◆ SET EXERCISE: List each line in the records below that contains the string "dark".

◆ ENTRIES SUPPLIED:
***

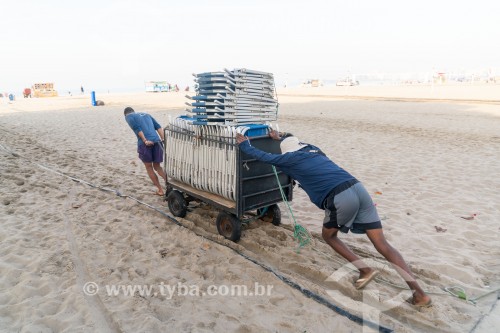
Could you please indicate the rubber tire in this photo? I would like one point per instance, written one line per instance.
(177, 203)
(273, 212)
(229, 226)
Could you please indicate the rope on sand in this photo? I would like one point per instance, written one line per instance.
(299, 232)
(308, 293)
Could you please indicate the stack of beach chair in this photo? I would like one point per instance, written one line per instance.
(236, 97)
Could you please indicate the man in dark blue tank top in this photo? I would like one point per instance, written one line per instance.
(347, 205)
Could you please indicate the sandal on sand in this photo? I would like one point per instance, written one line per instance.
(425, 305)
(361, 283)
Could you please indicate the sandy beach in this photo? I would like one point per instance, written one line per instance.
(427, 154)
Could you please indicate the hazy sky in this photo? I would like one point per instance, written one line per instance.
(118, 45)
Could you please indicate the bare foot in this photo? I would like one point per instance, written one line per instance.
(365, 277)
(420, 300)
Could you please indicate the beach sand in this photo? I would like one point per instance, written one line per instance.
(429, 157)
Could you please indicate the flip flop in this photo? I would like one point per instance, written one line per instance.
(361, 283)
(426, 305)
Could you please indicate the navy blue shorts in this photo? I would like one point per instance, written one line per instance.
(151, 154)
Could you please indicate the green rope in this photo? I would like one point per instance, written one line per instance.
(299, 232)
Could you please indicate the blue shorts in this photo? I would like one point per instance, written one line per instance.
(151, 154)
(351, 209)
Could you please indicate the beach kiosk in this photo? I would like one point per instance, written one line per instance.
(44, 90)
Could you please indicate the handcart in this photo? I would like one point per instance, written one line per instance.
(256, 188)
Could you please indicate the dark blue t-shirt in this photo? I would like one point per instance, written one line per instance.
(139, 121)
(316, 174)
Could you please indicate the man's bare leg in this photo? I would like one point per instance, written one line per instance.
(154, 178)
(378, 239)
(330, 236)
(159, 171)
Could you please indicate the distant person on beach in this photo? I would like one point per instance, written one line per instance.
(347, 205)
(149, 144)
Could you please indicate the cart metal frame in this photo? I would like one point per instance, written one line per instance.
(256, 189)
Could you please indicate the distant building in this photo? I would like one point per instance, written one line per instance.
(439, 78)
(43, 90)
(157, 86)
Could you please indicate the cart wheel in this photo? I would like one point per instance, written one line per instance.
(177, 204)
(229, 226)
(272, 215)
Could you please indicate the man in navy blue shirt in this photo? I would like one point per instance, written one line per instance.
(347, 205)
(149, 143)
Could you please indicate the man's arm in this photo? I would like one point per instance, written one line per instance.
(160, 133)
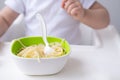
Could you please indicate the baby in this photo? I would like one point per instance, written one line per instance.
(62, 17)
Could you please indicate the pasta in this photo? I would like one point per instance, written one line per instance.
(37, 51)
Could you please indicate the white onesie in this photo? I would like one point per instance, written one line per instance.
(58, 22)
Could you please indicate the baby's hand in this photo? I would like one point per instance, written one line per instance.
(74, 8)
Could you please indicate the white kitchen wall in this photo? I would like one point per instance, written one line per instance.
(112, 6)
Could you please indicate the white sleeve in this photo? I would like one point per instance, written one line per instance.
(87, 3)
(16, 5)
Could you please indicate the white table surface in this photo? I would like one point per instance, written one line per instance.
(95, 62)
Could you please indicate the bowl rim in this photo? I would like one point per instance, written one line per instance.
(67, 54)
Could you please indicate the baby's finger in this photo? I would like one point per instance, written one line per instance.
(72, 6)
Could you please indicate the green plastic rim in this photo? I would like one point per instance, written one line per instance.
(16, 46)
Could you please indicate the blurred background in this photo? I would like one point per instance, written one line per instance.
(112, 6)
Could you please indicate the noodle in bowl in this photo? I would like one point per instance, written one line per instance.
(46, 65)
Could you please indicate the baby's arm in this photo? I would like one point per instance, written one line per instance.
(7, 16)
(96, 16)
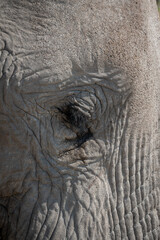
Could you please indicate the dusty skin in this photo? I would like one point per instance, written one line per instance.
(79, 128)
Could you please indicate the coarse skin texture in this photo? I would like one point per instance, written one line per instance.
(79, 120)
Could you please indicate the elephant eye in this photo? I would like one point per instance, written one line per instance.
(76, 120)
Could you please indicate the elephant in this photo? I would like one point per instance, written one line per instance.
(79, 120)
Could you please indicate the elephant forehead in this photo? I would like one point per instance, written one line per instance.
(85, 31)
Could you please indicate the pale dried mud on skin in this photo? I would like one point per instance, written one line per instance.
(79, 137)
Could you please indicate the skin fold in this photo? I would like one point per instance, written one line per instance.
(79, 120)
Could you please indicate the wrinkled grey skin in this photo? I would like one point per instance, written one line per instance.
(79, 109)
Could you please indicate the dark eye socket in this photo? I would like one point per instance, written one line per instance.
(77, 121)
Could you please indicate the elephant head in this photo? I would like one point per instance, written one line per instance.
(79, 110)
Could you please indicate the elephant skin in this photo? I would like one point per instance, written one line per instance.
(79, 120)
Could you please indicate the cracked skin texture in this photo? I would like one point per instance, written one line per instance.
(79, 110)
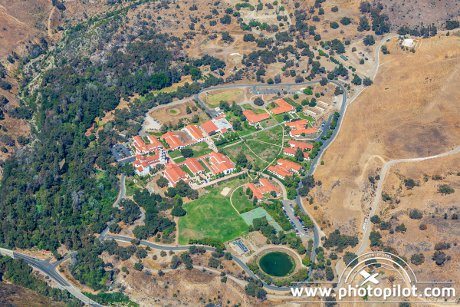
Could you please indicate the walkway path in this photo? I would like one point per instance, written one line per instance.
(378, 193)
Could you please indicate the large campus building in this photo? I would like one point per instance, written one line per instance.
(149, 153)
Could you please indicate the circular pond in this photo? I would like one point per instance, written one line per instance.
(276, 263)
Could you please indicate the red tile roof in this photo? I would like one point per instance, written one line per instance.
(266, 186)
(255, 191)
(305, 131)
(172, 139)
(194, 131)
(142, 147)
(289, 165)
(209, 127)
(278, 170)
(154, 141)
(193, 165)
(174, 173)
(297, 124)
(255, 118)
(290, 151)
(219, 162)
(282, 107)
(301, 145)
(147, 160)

***

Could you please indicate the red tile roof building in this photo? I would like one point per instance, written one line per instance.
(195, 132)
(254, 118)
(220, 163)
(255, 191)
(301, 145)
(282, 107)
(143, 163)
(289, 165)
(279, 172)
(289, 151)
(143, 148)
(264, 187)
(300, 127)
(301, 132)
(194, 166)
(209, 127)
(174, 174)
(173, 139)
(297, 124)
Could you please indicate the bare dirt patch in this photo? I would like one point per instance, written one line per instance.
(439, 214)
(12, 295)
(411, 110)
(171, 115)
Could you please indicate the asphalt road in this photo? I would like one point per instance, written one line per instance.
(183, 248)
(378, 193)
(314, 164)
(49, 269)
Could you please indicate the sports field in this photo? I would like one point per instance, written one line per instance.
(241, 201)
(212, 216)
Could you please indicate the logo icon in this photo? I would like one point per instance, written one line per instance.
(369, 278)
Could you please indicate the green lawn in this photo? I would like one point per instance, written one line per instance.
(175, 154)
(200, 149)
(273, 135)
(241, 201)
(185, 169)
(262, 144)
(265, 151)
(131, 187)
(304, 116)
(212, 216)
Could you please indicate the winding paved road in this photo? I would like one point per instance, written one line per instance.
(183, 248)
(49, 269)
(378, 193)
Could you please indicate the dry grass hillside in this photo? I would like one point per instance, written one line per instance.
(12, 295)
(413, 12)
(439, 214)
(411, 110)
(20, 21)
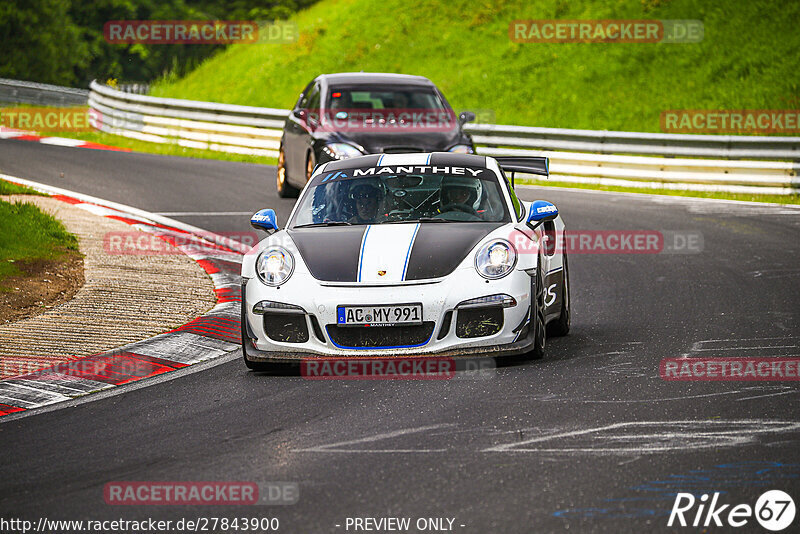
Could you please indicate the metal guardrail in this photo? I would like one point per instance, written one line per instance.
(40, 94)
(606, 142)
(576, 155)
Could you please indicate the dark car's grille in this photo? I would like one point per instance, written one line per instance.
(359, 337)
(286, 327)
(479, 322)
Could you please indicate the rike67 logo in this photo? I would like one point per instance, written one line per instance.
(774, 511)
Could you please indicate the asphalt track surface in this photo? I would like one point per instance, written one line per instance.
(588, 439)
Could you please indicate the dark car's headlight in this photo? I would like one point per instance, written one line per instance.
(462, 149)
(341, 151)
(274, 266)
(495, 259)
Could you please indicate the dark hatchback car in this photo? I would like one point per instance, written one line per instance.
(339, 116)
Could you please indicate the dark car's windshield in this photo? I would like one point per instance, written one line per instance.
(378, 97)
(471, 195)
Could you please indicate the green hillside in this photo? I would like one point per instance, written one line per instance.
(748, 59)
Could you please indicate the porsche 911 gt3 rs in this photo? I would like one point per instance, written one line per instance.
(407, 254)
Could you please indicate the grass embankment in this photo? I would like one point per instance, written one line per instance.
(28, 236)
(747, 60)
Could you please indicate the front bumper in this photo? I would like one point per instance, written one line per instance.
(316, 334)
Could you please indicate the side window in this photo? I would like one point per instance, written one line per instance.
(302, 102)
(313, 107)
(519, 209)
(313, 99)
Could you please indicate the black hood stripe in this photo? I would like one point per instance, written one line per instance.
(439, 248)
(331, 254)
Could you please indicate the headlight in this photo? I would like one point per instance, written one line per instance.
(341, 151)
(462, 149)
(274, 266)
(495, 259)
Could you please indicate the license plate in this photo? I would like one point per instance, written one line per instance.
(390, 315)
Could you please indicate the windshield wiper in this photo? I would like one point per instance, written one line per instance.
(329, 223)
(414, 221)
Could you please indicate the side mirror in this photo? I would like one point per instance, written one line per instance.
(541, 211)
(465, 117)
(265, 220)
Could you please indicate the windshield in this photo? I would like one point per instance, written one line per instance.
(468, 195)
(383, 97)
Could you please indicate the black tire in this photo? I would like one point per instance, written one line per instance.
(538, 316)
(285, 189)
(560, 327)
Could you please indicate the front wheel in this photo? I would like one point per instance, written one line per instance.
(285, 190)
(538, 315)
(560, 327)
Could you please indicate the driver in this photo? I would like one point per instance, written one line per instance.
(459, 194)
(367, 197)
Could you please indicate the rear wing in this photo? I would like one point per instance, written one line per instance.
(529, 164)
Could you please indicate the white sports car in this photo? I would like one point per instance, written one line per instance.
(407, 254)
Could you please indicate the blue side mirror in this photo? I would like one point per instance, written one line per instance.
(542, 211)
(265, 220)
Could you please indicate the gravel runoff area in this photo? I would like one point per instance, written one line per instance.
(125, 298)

***

◆ ANSWER FOR THE TASK:
Could you please indicate the man in dark blue tank top in this photo? I would like one point per instance, written one line per instance.
Could you please indicate the dark blue t-shirt in this photo? I would like one point per instance, written one line per instance.
Could you please indicate the dark eye socket in this photo? I would like one point per instance, written one line per instance.
Could you please indicate the dark car's grille in this photo? I would like one point per instance, written one line per instance.
Could you please indicate the dark car's headlight in this photo? I would like one point per instance, written one line per instance.
Could you please indicate the dark hatchback car in this photo? I would like one point per instance, written one line per instance.
Could you please indicate the dark car's windshield in this photo? I would like one point per instance, written one line per instance.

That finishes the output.